— START OF Input rows —

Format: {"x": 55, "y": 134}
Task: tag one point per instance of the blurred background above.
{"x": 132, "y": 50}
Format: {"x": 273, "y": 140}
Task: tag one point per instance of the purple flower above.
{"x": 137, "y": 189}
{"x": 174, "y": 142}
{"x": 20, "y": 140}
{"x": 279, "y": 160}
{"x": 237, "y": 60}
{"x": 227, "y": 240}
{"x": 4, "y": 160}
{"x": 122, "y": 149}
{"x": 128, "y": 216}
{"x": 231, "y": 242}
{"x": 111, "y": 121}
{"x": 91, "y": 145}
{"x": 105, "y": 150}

— END OF Input rows —

**What you are asked to do**. Put every line of the listing above into a Markdown table with two columns, Number and Entry. Give each line its own row, number the rows in order, and skip any blank lines.

**Result of this task**.
| Number | Entry |
|---|---|
| 1 | Format: {"x": 55, "y": 134} |
| 2 | Task: tag one point per instance of the blurred background above. |
| 3 | {"x": 132, "y": 50} |
| 4 | Format: {"x": 273, "y": 140} |
| 5 | Task: tag one point per instance of the purple flower above. |
| 6 | {"x": 137, "y": 189} |
| 7 | {"x": 174, "y": 142} |
| 8 | {"x": 20, "y": 140} |
| 9 | {"x": 279, "y": 160} |
| 10 | {"x": 237, "y": 60} |
| 11 | {"x": 227, "y": 240} |
| 12 | {"x": 4, "y": 160} |
| 13 | {"x": 122, "y": 149} |
| 14 | {"x": 128, "y": 216} |
| 15 | {"x": 231, "y": 242} |
| 16 | {"x": 111, "y": 121} |
| 17 | {"x": 91, "y": 145} |
| 18 | {"x": 105, "y": 150} |